Collected data entries
────────────────────
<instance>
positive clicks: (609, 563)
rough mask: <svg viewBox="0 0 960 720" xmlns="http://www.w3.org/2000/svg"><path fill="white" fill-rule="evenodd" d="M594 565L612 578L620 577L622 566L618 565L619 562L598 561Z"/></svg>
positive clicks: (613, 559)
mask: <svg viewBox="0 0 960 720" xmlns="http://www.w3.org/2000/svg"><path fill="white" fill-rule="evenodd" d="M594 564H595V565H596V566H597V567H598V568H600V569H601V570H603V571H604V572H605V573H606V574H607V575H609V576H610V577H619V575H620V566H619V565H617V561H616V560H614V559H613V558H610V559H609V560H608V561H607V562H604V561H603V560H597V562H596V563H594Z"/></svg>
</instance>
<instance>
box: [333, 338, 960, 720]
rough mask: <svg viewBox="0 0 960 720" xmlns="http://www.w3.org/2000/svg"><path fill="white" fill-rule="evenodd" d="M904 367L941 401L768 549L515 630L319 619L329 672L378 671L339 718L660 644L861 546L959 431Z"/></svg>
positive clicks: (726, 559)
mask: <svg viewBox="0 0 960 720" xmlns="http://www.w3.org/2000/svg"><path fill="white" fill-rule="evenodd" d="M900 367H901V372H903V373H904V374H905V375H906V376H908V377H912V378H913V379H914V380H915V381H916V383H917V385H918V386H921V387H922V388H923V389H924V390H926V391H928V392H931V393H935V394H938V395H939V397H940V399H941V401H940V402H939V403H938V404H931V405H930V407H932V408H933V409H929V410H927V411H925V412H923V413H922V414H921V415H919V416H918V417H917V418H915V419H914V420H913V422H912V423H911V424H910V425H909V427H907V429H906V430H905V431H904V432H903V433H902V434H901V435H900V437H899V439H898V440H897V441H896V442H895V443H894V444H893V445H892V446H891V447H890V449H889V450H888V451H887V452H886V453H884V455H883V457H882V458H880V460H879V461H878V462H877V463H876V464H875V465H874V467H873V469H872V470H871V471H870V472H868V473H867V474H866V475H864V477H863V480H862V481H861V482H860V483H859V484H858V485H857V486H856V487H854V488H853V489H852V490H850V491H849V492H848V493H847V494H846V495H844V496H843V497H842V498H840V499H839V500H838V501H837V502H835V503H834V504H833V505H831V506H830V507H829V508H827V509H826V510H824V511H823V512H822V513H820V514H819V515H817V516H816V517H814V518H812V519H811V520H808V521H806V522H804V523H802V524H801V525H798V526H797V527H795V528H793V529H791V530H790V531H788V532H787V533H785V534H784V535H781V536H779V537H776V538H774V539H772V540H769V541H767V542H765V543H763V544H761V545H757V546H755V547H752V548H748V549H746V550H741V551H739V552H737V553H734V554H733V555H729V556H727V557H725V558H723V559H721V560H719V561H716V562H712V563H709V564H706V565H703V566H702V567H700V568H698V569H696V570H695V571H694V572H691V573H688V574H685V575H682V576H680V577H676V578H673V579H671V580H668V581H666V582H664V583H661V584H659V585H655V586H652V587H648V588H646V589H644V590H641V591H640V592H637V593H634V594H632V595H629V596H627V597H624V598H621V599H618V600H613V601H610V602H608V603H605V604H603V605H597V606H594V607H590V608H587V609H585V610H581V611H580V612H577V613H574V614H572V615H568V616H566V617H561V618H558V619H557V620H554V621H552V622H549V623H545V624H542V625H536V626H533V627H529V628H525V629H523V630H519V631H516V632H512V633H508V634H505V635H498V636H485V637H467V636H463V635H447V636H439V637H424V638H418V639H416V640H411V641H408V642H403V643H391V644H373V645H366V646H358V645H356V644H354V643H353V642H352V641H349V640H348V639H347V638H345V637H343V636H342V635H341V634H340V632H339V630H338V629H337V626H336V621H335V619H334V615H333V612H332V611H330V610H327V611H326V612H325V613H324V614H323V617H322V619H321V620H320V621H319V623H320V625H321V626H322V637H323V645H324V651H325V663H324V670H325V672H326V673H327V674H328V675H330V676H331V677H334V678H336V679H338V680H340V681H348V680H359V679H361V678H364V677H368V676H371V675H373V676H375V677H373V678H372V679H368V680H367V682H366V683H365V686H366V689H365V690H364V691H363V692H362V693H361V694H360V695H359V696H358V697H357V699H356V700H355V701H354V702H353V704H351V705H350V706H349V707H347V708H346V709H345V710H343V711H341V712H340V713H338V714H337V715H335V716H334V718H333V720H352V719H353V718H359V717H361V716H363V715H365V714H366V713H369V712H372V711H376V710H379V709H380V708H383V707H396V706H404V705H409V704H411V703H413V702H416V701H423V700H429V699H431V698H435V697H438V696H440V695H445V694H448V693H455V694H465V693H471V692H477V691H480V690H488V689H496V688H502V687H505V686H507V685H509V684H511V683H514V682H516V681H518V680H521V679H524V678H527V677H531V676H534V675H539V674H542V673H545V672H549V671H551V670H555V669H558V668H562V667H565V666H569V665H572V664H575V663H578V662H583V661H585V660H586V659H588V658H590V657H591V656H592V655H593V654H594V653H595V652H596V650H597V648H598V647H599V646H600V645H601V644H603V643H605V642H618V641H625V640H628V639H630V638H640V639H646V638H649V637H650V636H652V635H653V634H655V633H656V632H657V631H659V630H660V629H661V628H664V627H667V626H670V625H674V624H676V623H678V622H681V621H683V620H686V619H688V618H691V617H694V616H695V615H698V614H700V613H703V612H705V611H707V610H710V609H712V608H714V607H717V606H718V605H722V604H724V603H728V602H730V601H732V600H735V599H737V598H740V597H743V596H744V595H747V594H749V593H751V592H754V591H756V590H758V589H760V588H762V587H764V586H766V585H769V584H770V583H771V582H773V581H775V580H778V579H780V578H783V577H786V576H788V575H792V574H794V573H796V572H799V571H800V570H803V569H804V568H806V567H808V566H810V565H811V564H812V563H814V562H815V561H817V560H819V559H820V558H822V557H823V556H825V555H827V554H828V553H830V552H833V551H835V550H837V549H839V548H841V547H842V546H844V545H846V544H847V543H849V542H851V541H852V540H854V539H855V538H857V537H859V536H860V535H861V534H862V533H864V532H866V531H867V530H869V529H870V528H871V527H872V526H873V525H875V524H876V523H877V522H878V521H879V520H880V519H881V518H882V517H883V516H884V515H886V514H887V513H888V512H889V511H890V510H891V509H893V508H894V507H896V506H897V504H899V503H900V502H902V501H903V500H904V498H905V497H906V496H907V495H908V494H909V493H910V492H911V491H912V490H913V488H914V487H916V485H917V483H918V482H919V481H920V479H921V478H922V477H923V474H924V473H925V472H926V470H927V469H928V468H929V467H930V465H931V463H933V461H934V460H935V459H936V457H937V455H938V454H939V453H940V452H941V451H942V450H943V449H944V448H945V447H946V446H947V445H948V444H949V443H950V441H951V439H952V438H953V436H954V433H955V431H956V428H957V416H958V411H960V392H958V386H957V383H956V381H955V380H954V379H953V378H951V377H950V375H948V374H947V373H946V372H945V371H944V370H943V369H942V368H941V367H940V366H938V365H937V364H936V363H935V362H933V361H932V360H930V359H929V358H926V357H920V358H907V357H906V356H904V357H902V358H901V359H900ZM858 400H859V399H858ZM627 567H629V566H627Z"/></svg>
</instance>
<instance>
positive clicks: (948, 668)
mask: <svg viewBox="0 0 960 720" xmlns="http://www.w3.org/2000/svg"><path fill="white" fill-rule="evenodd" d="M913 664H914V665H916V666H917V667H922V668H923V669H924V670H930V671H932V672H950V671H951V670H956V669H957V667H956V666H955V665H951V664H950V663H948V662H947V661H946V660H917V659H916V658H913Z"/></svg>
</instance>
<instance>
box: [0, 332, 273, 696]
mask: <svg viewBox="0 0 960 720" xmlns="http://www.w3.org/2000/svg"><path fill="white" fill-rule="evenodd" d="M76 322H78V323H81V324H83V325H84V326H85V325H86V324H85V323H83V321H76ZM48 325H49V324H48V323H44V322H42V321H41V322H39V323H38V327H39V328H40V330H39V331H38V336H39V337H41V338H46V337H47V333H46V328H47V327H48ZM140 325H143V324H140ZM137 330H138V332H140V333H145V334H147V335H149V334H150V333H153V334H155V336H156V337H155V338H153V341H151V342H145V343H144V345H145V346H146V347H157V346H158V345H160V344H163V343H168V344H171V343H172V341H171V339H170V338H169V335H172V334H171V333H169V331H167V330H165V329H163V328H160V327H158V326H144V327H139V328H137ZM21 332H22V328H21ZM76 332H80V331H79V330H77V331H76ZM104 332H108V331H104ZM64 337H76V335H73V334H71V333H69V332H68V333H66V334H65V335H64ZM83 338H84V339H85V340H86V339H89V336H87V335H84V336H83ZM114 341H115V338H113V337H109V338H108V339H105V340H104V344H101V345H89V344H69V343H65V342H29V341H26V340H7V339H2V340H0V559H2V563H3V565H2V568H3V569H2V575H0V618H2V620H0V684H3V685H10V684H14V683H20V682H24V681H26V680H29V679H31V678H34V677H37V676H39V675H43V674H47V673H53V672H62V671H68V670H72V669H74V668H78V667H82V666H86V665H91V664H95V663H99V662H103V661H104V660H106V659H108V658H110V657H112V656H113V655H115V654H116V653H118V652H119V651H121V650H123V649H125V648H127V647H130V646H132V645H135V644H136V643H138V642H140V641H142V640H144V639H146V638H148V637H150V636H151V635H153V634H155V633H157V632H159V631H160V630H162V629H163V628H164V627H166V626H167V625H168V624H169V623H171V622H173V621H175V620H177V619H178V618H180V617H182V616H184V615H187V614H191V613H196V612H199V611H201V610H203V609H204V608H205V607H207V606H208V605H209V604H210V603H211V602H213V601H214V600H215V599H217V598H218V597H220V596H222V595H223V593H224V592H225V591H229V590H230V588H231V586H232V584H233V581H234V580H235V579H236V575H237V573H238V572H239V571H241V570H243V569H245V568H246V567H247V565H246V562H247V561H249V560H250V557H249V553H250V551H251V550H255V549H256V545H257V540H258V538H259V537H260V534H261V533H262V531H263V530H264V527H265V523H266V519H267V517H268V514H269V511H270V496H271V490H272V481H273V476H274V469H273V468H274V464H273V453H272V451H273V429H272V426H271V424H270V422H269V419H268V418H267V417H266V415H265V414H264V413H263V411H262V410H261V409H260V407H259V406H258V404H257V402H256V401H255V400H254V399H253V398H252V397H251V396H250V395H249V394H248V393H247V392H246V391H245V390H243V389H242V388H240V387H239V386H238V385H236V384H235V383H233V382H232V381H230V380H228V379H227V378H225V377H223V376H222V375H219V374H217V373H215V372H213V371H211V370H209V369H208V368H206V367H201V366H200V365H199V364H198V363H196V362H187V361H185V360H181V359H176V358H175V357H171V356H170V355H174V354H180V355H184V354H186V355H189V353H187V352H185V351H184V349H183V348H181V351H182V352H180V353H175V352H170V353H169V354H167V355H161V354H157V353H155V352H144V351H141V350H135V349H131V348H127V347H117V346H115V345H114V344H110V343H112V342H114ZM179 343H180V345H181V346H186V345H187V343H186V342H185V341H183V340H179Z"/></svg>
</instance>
────────────────────
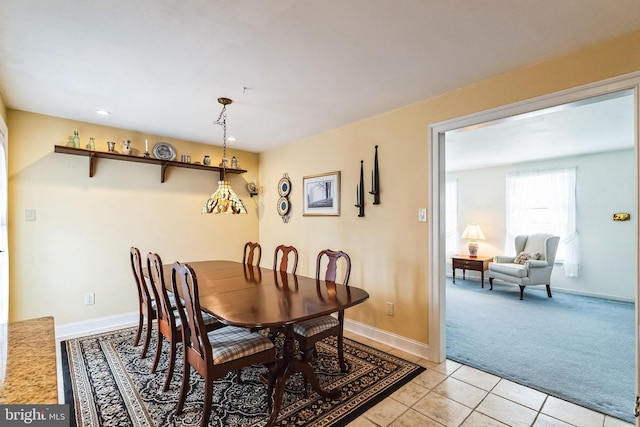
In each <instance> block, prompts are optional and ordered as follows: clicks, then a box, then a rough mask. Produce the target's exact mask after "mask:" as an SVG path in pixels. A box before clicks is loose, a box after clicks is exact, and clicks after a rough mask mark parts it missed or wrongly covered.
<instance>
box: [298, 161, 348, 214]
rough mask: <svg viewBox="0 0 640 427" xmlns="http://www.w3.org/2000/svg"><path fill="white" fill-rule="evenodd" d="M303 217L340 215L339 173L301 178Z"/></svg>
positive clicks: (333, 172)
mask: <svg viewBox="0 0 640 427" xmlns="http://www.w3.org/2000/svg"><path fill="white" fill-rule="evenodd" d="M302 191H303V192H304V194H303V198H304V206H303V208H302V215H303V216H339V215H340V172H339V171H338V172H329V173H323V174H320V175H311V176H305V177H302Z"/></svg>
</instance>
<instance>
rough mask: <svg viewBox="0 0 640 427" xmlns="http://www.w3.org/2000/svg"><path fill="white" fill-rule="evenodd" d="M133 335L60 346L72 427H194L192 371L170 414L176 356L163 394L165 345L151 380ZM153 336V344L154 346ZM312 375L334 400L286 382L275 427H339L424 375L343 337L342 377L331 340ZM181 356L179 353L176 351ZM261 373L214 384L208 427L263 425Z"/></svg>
────────────────────
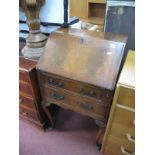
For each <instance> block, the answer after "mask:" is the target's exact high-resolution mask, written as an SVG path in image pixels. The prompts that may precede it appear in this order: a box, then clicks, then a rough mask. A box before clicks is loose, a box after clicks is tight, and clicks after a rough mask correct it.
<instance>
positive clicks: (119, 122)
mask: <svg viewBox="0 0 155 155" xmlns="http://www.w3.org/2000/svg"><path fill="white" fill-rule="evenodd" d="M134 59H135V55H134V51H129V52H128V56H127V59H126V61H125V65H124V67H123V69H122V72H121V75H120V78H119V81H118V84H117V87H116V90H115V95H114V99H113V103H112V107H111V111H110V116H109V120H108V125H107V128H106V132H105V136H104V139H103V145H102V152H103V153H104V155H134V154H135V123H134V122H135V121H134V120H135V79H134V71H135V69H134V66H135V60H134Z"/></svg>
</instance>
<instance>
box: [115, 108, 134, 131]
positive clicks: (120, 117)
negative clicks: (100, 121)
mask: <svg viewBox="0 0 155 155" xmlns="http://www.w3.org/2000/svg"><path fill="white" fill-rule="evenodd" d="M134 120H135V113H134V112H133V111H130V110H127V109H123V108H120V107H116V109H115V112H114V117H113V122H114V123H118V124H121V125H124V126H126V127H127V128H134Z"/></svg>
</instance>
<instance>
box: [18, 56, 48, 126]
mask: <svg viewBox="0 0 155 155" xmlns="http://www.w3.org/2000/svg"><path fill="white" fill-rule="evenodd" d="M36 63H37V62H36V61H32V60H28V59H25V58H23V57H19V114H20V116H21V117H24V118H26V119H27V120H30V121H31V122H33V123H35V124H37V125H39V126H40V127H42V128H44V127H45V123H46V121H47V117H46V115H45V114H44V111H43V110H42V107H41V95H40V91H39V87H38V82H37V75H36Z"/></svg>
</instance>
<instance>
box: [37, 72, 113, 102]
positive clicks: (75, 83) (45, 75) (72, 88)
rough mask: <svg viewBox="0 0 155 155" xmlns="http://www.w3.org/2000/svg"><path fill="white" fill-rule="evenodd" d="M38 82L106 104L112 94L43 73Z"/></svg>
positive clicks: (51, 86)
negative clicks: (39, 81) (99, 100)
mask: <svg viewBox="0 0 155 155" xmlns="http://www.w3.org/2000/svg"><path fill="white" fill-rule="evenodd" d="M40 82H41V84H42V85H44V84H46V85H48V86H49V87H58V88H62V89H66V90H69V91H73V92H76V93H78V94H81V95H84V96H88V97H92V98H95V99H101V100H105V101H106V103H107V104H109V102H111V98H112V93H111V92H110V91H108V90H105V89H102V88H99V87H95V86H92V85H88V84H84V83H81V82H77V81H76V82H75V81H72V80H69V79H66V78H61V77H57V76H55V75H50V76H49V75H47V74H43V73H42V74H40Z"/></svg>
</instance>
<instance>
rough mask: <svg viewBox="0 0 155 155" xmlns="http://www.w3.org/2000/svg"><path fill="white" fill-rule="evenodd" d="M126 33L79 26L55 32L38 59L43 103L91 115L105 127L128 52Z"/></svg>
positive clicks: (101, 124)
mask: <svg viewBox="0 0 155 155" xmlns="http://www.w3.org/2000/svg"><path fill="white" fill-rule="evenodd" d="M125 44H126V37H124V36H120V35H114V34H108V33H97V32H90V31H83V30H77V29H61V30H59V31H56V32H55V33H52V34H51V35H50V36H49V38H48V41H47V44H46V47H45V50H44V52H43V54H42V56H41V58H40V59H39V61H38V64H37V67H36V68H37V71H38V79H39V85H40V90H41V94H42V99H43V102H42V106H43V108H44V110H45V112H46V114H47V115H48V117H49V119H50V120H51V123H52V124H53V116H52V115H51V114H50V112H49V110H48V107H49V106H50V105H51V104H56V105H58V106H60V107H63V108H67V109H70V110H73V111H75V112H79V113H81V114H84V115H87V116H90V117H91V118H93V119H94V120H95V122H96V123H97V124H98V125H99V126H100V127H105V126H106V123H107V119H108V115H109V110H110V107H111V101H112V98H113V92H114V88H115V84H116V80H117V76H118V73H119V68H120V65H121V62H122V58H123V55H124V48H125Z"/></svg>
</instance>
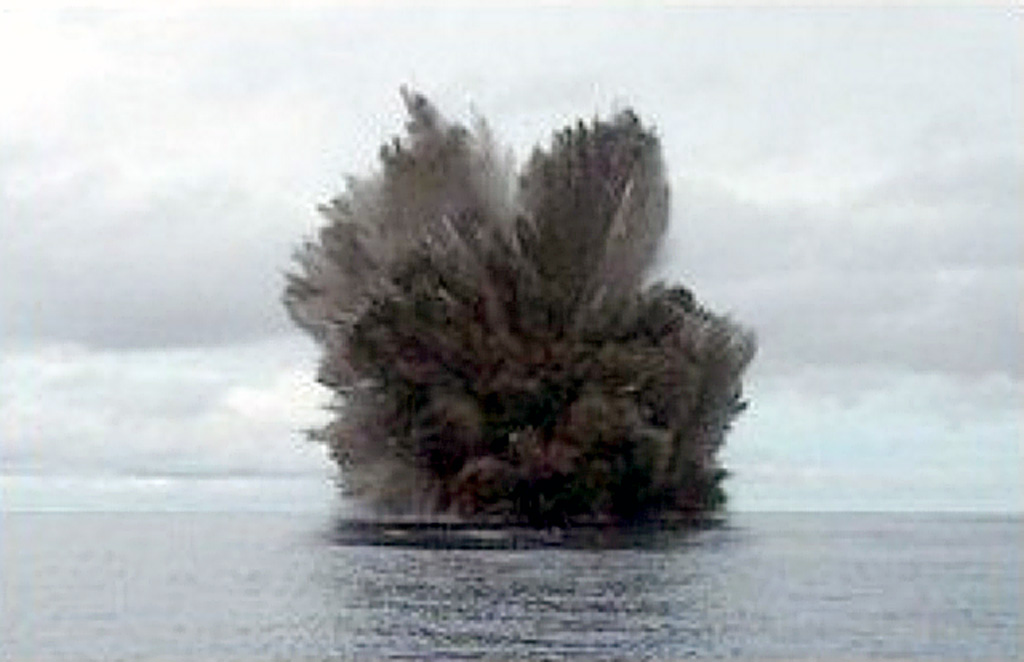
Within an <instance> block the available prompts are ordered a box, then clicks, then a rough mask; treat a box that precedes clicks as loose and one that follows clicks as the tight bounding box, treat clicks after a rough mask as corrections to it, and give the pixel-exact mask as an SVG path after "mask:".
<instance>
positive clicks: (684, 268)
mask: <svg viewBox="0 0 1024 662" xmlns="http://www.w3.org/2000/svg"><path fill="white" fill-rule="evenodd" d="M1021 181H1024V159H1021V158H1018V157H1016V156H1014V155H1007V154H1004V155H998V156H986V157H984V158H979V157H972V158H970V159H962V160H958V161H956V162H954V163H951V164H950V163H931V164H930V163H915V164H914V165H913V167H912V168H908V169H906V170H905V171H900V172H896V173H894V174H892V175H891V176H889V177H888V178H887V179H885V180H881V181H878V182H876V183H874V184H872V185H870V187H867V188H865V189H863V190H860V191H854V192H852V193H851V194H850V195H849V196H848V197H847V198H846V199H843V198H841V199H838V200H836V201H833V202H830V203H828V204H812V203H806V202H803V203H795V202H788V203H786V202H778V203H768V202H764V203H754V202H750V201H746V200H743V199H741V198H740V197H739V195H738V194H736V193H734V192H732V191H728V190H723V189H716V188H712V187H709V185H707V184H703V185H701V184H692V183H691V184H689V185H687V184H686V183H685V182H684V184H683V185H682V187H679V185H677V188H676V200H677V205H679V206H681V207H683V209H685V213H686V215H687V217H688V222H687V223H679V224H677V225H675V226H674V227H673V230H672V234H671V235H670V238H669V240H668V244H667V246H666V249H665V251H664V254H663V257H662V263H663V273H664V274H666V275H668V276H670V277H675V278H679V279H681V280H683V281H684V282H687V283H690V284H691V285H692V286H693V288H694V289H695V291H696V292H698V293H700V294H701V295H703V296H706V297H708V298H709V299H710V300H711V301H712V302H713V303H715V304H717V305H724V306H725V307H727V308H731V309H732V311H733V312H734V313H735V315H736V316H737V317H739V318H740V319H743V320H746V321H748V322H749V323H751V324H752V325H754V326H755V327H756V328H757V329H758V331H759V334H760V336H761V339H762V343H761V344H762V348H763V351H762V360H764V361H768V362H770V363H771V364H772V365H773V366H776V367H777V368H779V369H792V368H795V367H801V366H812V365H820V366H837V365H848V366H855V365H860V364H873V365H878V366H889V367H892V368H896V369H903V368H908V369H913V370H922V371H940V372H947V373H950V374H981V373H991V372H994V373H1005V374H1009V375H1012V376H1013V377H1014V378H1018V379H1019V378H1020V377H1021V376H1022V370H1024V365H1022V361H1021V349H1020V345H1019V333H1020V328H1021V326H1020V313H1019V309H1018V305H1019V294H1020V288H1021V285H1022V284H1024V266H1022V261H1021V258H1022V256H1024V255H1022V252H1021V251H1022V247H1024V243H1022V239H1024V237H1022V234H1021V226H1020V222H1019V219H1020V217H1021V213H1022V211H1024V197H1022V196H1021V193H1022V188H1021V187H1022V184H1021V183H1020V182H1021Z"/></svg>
────────────────────
● **HOW TO COMPLETE THIS TASK**
Starting at the line above that contains "positive clicks: (613, 559)", repeat each line exactly up to and including the line that contains "367L941 401L768 549L515", and stop there.

● **THE COMPLETED TASK**
positive clicks: (613, 559)
mask: <svg viewBox="0 0 960 720" xmlns="http://www.w3.org/2000/svg"><path fill="white" fill-rule="evenodd" d="M594 564H595V565H596V566H597V567H598V568H600V569H601V570H603V571H604V572H605V573H606V574H607V575H609V576H610V577H619V575H620V566H619V565H617V561H616V560H614V559H613V558H610V559H609V560H608V561H607V562H604V561H603V560H597V562H596V563H594Z"/></svg>
</instance>
<instance>
box: [333, 338, 960, 720]
rough mask: <svg viewBox="0 0 960 720" xmlns="http://www.w3.org/2000/svg"><path fill="white" fill-rule="evenodd" d="M904 367L941 401L768 549L515 630L319 619L329 672L378 671L339 718L660 644L861 546L959 431Z"/></svg>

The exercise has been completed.